■ Data in this exercise:
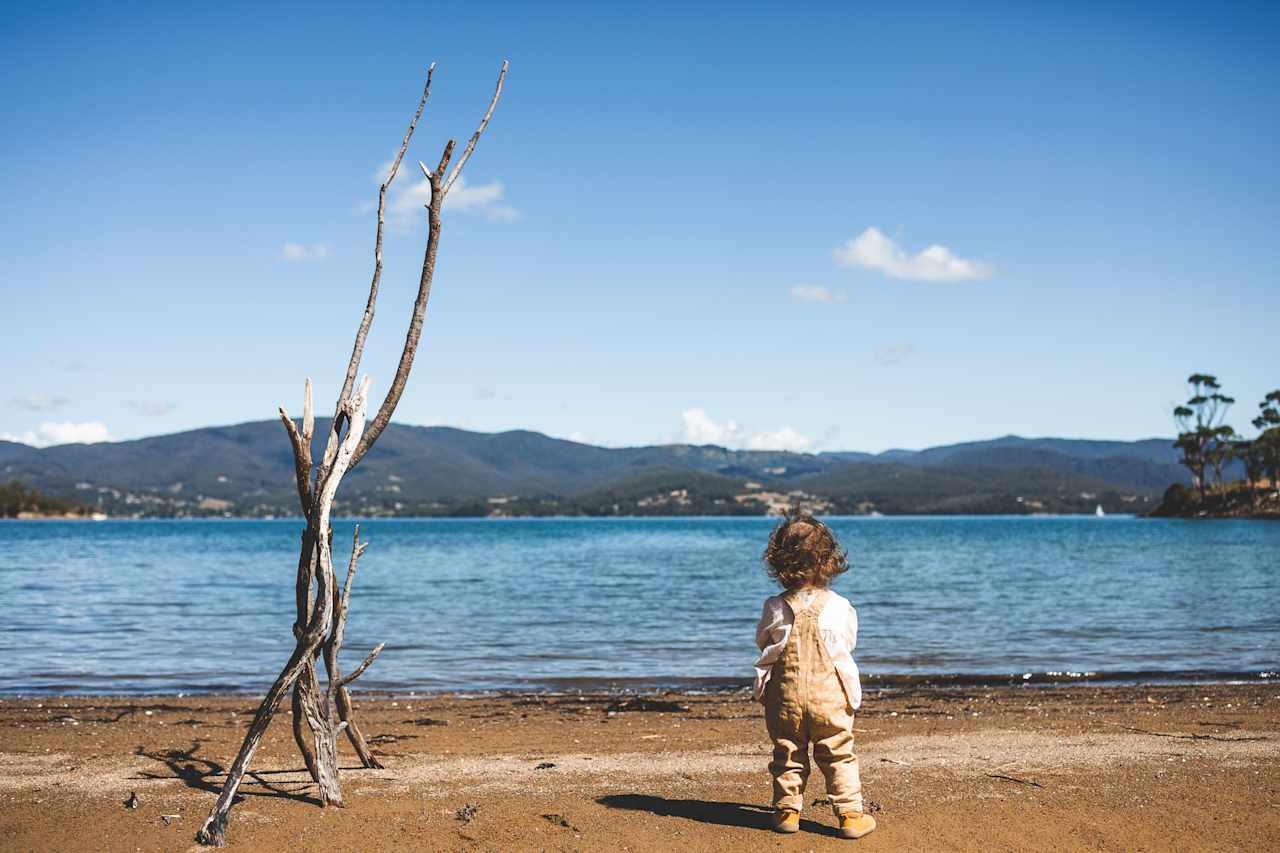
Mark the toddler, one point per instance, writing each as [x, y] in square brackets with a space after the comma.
[807, 678]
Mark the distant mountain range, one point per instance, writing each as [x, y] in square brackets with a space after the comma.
[247, 470]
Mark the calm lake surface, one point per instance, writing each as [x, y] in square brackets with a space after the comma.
[462, 605]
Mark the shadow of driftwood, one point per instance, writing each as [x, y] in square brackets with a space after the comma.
[705, 811]
[208, 775]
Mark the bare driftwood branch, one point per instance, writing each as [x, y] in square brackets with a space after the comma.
[301, 442]
[321, 609]
[475, 137]
[214, 830]
[1192, 735]
[360, 670]
[368, 319]
[1020, 781]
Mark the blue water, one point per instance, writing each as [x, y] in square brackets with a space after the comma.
[182, 606]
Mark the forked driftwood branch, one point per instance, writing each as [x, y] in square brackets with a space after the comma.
[320, 717]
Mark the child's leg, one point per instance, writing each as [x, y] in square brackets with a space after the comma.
[832, 731]
[835, 756]
[790, 765]
[790, 769]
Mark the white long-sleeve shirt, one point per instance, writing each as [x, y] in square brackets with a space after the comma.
[839, 626]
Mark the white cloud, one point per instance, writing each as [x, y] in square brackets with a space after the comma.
[894, 354]
[152, 407]
[816, 293]
[300, 254]
[483, 199]
[873, 250]
[700, 428]
[49, 433]
[40, 402]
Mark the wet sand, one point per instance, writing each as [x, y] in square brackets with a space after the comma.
[1189, 767]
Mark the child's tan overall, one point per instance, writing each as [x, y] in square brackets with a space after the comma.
[804, 702]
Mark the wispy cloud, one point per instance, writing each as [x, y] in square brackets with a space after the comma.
[700, 428]
[816, 295]
[40, 402]
[894, 354]
[873, 250]
[300, 254]
[152, 407]
[62, 433]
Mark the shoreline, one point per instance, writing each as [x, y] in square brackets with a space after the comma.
[597, 687]
[1075, 767]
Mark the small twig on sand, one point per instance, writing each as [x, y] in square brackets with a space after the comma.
[1020, 781]
[1182, 737]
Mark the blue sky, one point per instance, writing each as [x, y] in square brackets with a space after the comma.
[685, 222]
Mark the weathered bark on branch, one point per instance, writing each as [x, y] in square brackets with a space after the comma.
[321, 615]
[214, 831]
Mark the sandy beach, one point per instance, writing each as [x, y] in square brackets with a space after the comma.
[1191, 767]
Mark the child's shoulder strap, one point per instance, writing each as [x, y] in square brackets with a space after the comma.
[816, 605]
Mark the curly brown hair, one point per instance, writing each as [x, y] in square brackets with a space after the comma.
[803, 552]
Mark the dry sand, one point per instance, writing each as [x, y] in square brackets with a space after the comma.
[1010, 769]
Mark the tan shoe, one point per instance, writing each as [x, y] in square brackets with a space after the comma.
[855, 825]
[785, 820]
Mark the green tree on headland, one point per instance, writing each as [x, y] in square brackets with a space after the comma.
[1203, 438]
[1266, 446]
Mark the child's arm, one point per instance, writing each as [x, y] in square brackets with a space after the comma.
[853, 629]
[764, 628]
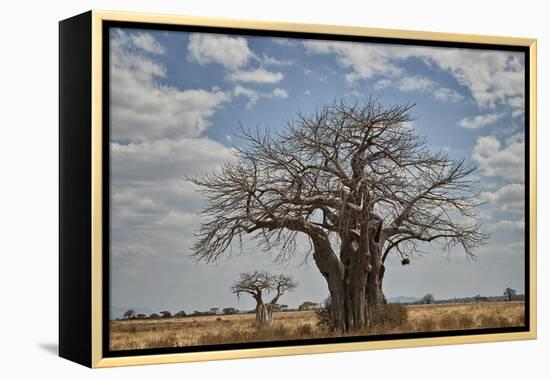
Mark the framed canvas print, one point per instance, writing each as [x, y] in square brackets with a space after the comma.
[238, 189]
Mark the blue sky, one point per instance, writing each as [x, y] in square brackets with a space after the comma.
[177, 100]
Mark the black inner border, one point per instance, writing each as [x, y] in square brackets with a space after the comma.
[106, 25]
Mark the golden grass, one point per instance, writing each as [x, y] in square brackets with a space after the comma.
[223, 329]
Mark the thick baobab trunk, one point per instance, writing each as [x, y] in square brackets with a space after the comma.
[332, 270]
[373, 290]
[346, 284]
[264, 314]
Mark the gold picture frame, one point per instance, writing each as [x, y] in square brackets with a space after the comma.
[82, 242]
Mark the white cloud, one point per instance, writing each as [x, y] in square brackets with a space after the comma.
[145, 41]
[492, 77]
[163, 159]
[415, 83]
[507, 198]
[231, 52]
[142, 109]
[382, 84]
[258, 75]
[420, 84]
[280, 92]
[508, 225]
[480, 121]
[447, 95]
[497, 160]
[269, 60]
[254, 96]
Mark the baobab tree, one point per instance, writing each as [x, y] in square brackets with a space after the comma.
[259, 283]
[358, 182]
[509, 293]
[428, 298]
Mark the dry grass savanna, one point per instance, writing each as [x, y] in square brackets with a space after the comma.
[292, 325]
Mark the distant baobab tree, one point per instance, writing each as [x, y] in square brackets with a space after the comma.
[428, 298]
[509, 293]
[259, 283]
[358, 182]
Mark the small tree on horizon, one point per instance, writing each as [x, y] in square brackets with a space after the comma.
[308, 305]
[229, 311]
[428, 298]
[509, 293]
[355, 180]
[259, 283]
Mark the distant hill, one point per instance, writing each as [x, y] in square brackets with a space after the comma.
[118, 312]
[404, 299]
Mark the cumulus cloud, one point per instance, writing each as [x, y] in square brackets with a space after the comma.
[416, 83]
[254, 95]
[507, 198]
[480, 121]
[145, 41]
[508, 225]
[142, 109]
[231, 52]
[447, 95]
[497, 160]
[156, 140]
[259, 75]
[492, 77]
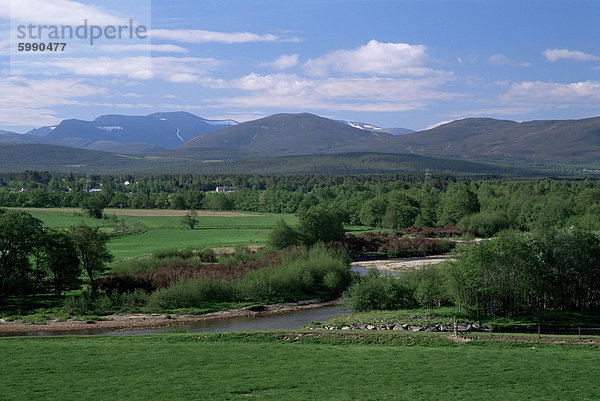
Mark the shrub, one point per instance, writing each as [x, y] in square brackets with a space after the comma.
[376, 291]
[295, 273]
[485, 224]
[282, 236]
[191, 293]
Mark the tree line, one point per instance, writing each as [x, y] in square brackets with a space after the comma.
[515, 273]
[35, 259]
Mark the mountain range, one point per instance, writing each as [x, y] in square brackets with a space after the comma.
[178, 137]
[138, 133]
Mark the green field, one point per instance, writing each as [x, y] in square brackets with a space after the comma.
[66, 219]
[170, 232]
[239, 366]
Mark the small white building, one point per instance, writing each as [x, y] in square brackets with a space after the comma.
[226, 189]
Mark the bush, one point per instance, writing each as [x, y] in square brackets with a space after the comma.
[321, 224]
[485, 224]
[282, 236]
[376, 291]
[191, 293]
[294, 274]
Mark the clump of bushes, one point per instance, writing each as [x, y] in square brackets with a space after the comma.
[297, 273]
[376, 291]
[485, 224]
[87, 304]
[395, 245]
[423, 287]
[166, 257]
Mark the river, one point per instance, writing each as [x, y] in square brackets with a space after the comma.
[283, 321]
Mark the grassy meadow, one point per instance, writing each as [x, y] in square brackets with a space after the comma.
[270, 366]
[212, 231]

■ What you have to do: Rewrite every line of the data, beginning with the line containing "Mark the green field, one" and continuing through the end of the data, raising each coordinate value by 26 and leaving all other text unchanged.

■ Expected answer:
Mark the green field, one point per instance, writing each as [x, y] in square brackets with a space after the comma.
[92, 245]
[196, 258]
[265, 392]
Mark the small white building, one point per instance, writing each as [x, y] in square brackets with a space after the comma.
[252, 215]
Mark the bush, one point per instance, writing each as [x, y] in square brackets with a space after the comma.
[347, 250]
[511, 250]
[308, 262]
[402, 317]
[217, 319]
[320, 300]
Mark the clump of bushes, one point per instance, writing each as [x, y] in square brackets with a space after the comma.
[323, 299]
[402, 317]
[511, 250]
[113, 330]
[421, 271]
[449, 313]
[192, 283]
Mark the river, one point per instance, writing each as [x, y] in square brackets with a space after the comma.
[309, 347]
Mark the grassy meadow, one point per instance, writing each as [x, y] in square brackets with a space after the comma.
[296, 392]
[238, 257]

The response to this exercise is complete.